- [DATASET RECORDS]

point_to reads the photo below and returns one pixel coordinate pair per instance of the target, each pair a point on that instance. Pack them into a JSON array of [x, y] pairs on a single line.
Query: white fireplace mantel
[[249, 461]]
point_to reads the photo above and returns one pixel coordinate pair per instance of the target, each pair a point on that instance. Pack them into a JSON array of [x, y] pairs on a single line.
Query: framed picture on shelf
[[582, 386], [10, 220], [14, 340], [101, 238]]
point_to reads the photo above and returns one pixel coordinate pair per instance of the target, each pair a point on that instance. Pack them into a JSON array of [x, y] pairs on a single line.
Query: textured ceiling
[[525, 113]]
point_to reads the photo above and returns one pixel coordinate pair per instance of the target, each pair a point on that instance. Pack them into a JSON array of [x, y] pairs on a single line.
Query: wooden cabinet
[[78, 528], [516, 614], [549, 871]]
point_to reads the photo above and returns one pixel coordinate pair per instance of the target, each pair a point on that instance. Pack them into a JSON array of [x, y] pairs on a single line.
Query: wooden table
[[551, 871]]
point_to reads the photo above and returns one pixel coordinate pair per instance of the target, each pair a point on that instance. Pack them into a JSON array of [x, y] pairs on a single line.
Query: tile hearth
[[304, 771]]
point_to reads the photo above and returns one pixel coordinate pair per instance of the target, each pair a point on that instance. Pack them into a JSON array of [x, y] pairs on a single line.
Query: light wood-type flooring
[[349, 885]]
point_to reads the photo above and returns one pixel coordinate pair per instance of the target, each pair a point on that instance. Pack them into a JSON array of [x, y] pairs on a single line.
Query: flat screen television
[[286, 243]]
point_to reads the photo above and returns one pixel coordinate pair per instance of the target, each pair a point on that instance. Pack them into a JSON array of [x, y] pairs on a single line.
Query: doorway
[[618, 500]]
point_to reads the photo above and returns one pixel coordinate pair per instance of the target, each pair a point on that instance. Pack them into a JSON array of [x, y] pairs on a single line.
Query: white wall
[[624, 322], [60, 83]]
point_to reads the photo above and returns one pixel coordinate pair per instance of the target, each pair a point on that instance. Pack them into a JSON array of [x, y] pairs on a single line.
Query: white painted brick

- [HOW TO COMPLETE THIS TASK]
Leaving out all lines before the one containing "Query: white wall", copy that line and the rest through the end of the listing above exactly.

- [WRITTEN RESPONSE]
Query: white wall
[[624, 322], [60, 83]]
point_to reads the photo above and returns one pixel coordinate pair per instance of the target, each pair a point on that instance. Pack them into a JSON array of [x, y] pairs on a single line.
Query: white painted brick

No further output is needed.